<<<<
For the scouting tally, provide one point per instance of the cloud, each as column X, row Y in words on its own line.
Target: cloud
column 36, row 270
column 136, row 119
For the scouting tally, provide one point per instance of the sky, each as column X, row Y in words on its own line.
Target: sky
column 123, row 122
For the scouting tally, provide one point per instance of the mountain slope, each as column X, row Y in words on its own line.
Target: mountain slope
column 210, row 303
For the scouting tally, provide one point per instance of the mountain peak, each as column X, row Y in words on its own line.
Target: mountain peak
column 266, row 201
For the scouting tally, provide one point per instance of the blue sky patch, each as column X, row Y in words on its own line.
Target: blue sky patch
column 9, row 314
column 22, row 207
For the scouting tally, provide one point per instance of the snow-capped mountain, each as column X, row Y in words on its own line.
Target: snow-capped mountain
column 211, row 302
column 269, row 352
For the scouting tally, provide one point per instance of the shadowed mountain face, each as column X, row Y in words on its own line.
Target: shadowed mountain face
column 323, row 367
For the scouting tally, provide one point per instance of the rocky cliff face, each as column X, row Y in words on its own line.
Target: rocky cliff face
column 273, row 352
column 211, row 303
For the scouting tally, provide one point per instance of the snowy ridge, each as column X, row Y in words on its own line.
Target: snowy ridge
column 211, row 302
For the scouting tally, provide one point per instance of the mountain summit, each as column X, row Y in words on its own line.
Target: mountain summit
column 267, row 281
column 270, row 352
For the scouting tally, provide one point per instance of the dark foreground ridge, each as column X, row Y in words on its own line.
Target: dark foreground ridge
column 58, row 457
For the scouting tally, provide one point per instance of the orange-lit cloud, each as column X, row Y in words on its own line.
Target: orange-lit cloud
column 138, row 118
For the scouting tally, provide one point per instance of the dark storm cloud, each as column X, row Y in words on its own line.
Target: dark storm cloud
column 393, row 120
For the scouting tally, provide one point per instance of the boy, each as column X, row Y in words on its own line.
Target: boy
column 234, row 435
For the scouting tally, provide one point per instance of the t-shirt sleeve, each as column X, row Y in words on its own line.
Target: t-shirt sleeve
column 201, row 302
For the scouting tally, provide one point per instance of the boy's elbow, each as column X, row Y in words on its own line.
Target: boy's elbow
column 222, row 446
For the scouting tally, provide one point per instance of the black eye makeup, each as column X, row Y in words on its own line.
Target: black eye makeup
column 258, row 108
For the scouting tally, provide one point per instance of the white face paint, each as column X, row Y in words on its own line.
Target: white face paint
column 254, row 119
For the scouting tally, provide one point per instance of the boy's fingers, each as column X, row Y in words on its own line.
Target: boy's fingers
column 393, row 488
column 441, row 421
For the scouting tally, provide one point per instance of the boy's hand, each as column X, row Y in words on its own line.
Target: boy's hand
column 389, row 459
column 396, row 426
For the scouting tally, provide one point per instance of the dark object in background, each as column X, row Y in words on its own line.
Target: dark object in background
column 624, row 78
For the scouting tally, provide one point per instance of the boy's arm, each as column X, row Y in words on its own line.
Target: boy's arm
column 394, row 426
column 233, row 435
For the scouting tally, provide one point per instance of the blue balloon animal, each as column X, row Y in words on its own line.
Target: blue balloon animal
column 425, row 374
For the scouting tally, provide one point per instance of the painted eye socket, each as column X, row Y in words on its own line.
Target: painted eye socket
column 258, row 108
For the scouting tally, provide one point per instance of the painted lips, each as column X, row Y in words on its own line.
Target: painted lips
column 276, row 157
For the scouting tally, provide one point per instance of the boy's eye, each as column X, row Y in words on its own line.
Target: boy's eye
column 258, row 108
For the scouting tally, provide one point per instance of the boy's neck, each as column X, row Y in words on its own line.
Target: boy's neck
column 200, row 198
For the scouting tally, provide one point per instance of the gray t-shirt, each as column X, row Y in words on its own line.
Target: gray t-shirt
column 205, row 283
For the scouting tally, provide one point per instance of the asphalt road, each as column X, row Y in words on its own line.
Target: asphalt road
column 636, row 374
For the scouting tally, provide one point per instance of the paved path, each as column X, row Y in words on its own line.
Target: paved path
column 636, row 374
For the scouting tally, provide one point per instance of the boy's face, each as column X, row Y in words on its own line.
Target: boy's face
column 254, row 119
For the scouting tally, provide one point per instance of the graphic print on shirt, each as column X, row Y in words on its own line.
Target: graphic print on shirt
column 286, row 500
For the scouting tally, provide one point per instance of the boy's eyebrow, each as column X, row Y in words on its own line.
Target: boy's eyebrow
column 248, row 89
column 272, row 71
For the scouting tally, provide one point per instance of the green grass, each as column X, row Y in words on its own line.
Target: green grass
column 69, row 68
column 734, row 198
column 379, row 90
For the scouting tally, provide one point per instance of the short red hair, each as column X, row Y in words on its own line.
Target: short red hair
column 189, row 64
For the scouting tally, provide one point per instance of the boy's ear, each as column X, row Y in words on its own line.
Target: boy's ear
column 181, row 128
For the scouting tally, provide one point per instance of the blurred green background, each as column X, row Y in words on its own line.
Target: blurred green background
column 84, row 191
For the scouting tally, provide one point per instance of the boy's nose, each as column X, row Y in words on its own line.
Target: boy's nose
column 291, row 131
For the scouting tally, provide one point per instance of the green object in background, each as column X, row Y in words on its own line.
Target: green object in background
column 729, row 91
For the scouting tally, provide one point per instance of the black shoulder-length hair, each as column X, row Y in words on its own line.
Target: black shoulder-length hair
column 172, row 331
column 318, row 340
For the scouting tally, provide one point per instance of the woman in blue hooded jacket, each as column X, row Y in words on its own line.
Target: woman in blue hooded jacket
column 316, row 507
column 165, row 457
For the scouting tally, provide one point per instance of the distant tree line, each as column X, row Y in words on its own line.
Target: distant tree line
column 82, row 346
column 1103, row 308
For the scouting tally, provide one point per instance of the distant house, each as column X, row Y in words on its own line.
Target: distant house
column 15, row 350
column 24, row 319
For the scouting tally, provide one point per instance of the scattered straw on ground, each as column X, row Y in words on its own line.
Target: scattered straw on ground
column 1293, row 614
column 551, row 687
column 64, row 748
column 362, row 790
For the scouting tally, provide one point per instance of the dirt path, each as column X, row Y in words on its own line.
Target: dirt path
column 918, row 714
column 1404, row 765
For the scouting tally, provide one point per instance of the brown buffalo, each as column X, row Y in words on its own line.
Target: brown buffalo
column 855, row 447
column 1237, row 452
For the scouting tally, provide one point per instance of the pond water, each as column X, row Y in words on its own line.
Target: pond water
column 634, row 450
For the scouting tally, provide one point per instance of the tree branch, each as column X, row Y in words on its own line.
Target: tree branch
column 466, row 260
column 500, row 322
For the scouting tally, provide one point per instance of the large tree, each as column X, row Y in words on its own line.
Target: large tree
>>>>
### TASK INSTRUCTIONS
Copy the lines above word for word, starting with the line containing "boy's eyebrow, each" and ending with the line containing "column 189, row 64".

### REPLY TO THE EXERCISE
For the scouting tally, provide one point per instance of the boy's eyebrow, each as column X, row Y in words on its own line.
Target: boy's eyebrow
column 248, row 89
column 272, row 71
For the scouting tally, provide one point per instance of the green grass, each as column X, row Y in words on its own line.
Target: green grass
column 69, row 68
column 734, row 198
column 379, row 90
For the scouting tally, provide one point per instance of the short red hair, each as column X, row Y in words on its own line.
Target: short red hair
column 189, row 64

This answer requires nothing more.